§ **What the task requires**
Tally how many lines in the data below contain the string "boat", and reply with the number alone.

Pointing and labeling data
* * * *
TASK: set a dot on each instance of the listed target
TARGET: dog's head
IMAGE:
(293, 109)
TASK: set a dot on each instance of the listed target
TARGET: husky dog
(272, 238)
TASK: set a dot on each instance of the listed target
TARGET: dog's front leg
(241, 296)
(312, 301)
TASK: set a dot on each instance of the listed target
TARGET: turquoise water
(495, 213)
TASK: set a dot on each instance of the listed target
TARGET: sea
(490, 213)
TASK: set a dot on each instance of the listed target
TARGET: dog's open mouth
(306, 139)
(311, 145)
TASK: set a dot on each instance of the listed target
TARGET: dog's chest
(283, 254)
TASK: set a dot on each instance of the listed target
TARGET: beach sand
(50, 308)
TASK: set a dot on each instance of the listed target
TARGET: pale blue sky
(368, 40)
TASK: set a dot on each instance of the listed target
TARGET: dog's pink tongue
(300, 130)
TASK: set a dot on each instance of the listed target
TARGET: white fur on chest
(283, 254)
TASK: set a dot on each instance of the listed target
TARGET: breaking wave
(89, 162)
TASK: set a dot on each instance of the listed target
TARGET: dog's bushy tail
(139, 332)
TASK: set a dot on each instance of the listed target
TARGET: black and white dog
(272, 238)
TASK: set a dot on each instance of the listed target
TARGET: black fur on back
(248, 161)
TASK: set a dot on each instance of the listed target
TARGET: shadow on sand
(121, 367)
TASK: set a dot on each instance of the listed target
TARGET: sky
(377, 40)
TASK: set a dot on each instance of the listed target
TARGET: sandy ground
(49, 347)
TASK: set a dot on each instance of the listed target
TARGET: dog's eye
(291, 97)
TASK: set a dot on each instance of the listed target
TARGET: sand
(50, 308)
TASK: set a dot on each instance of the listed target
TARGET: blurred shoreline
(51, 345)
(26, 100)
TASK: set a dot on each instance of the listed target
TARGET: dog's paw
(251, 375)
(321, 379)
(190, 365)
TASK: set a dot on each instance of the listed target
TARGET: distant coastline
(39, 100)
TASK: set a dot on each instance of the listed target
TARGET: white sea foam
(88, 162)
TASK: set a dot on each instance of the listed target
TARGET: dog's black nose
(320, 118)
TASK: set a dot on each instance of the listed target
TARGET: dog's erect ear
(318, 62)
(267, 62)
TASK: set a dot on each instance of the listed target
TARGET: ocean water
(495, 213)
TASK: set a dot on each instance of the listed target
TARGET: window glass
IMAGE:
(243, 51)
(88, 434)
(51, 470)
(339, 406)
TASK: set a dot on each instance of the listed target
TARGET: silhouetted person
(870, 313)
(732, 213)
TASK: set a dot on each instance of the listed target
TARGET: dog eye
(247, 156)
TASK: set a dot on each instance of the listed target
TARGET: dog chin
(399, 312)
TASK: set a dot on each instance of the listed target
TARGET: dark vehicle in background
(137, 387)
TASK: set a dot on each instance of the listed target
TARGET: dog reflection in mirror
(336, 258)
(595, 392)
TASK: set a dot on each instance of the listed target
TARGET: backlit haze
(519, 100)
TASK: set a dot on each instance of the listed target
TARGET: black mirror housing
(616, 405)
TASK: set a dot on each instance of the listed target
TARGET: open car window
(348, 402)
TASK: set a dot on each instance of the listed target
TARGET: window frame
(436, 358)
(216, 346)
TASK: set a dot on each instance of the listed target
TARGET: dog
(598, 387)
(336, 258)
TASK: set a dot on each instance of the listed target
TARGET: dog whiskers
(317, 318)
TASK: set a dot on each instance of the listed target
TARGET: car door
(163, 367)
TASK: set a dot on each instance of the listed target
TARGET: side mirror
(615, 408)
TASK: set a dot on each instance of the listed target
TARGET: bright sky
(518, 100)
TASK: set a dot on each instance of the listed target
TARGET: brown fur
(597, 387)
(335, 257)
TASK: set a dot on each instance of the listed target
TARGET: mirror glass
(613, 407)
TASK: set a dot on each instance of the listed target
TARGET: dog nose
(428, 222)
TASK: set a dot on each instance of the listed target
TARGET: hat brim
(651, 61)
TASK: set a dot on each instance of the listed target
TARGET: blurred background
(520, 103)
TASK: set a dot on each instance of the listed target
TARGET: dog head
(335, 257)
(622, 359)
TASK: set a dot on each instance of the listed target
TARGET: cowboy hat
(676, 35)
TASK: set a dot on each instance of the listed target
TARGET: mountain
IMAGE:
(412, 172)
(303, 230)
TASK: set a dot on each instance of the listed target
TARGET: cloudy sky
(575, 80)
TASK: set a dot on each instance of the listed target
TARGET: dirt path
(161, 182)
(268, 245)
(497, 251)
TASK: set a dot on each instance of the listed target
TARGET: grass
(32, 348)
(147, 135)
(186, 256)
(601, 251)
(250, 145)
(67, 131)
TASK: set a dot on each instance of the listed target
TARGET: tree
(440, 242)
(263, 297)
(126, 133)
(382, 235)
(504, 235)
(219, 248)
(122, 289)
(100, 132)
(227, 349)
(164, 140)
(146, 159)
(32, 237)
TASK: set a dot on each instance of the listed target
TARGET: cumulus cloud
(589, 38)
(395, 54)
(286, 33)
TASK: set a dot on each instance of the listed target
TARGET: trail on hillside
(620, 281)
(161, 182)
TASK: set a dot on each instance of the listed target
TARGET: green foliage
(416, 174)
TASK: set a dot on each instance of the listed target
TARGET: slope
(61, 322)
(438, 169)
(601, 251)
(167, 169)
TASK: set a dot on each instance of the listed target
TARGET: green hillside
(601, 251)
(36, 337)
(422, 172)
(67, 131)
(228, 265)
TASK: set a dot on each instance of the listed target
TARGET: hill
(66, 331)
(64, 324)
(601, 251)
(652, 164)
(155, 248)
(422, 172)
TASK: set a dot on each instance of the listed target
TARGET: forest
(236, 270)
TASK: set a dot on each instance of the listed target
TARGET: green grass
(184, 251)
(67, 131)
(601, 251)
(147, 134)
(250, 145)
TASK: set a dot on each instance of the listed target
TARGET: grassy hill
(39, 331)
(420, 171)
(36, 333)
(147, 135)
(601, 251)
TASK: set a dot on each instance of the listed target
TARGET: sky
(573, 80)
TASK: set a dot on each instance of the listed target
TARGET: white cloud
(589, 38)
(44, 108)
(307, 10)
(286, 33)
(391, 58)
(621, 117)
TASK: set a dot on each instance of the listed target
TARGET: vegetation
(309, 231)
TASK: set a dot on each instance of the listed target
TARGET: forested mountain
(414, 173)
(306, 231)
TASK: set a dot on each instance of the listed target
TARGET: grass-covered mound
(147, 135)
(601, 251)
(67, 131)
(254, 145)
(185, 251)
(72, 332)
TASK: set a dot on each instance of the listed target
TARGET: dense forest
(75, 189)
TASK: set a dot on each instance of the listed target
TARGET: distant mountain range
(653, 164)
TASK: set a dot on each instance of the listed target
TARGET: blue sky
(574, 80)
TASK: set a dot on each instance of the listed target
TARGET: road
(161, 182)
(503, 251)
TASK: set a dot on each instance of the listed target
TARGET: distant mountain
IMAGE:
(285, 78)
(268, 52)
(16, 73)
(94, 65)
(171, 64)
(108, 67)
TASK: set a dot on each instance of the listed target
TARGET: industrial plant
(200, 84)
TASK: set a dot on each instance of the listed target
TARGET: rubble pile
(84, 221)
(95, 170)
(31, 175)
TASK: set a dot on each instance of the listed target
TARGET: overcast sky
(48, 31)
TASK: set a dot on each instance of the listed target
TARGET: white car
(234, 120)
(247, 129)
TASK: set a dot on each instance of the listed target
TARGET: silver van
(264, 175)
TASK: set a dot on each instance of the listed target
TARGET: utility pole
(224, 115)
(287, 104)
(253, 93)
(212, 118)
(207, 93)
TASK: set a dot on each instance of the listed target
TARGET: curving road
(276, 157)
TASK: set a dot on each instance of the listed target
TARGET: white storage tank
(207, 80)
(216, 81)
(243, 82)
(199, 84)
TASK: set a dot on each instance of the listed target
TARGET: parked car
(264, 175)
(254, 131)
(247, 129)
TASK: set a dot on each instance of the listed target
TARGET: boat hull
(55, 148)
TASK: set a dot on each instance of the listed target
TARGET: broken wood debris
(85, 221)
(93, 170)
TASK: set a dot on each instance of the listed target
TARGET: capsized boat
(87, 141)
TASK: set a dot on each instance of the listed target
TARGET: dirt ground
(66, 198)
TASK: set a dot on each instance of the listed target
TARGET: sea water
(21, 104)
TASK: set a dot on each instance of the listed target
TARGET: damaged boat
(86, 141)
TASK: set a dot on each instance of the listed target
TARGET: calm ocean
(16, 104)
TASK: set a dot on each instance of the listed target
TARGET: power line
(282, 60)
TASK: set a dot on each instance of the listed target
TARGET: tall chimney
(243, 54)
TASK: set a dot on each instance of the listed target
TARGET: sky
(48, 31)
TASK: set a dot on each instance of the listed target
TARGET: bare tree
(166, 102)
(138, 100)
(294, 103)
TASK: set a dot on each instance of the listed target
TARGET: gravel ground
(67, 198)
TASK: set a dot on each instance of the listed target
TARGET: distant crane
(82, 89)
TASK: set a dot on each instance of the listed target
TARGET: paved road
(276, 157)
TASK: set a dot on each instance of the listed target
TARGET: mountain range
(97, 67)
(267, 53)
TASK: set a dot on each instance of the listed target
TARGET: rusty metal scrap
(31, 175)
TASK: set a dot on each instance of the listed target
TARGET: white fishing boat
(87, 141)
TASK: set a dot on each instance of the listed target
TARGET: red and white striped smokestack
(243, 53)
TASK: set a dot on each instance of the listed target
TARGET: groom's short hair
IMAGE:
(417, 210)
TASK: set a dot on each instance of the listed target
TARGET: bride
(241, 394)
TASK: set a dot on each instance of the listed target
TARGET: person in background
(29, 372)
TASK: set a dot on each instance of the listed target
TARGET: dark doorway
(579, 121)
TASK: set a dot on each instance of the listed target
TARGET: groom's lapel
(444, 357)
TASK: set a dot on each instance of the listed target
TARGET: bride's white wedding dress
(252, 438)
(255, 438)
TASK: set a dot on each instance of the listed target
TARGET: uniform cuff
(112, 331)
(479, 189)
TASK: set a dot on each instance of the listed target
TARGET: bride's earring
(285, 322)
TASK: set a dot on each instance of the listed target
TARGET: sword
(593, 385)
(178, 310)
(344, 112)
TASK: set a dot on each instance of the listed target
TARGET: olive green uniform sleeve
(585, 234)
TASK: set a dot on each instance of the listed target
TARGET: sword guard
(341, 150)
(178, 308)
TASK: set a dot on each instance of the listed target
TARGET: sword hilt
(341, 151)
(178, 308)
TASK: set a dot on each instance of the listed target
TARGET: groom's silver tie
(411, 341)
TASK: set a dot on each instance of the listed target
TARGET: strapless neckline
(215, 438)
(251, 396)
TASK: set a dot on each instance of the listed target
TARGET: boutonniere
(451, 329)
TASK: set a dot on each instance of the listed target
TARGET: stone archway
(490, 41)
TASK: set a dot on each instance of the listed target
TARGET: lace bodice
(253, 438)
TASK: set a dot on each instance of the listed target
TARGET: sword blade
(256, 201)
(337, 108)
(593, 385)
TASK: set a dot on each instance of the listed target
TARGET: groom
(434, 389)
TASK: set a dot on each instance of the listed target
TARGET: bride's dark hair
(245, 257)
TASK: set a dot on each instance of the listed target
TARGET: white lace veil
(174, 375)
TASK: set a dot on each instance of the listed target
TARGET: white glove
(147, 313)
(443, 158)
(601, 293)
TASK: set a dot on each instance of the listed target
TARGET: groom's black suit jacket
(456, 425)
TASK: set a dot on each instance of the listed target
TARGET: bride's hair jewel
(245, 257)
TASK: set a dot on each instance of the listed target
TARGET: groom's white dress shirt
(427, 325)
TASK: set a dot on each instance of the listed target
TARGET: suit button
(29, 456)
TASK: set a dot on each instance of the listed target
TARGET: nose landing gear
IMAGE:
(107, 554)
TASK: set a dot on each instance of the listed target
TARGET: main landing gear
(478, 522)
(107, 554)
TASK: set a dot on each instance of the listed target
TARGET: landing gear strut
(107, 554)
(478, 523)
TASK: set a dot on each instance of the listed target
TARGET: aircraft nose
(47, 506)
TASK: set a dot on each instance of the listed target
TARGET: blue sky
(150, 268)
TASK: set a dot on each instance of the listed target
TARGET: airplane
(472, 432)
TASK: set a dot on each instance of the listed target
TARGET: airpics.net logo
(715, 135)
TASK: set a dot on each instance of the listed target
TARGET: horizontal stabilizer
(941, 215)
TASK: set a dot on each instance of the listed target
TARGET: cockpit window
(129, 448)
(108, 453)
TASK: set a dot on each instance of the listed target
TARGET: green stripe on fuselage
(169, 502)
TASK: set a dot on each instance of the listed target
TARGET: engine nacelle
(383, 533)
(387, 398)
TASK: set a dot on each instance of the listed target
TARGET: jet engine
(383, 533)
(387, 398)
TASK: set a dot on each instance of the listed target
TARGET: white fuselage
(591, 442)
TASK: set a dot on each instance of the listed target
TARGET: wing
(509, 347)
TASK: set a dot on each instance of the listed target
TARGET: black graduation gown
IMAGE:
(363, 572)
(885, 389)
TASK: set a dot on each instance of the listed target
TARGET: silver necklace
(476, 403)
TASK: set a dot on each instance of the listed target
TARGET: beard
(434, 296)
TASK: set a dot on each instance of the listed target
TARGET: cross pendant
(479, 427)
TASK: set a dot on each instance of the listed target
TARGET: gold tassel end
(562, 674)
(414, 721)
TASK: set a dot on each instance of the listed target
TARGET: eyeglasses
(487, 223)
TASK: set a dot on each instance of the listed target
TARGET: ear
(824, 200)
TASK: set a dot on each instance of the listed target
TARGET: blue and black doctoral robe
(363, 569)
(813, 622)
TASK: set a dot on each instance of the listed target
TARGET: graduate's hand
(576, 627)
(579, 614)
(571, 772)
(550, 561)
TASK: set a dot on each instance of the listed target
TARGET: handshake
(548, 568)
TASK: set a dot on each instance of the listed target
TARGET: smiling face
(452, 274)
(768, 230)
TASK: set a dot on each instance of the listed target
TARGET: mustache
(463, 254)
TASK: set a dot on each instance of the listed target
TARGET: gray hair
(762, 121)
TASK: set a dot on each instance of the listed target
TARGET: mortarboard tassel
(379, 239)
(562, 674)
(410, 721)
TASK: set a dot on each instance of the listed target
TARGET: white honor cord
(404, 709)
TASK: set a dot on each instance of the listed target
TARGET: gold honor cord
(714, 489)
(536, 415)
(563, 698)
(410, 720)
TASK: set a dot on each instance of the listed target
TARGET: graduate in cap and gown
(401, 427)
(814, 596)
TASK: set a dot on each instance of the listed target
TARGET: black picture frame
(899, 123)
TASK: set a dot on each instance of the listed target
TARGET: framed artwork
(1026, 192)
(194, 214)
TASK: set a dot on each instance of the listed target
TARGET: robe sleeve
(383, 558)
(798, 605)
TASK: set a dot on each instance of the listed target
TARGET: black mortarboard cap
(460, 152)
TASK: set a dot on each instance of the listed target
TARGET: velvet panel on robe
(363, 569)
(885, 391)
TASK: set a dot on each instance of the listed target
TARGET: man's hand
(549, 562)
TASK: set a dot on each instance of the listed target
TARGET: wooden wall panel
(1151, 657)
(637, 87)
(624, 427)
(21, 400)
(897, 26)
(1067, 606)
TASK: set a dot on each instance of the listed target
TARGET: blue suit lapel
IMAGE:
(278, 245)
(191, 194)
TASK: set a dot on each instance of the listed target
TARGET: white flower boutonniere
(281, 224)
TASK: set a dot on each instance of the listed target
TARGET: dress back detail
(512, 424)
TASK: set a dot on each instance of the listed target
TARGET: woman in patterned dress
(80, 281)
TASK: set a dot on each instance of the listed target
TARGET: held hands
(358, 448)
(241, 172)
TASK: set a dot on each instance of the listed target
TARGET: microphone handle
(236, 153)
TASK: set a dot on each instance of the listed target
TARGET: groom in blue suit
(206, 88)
* * * *
§ **Reply**
4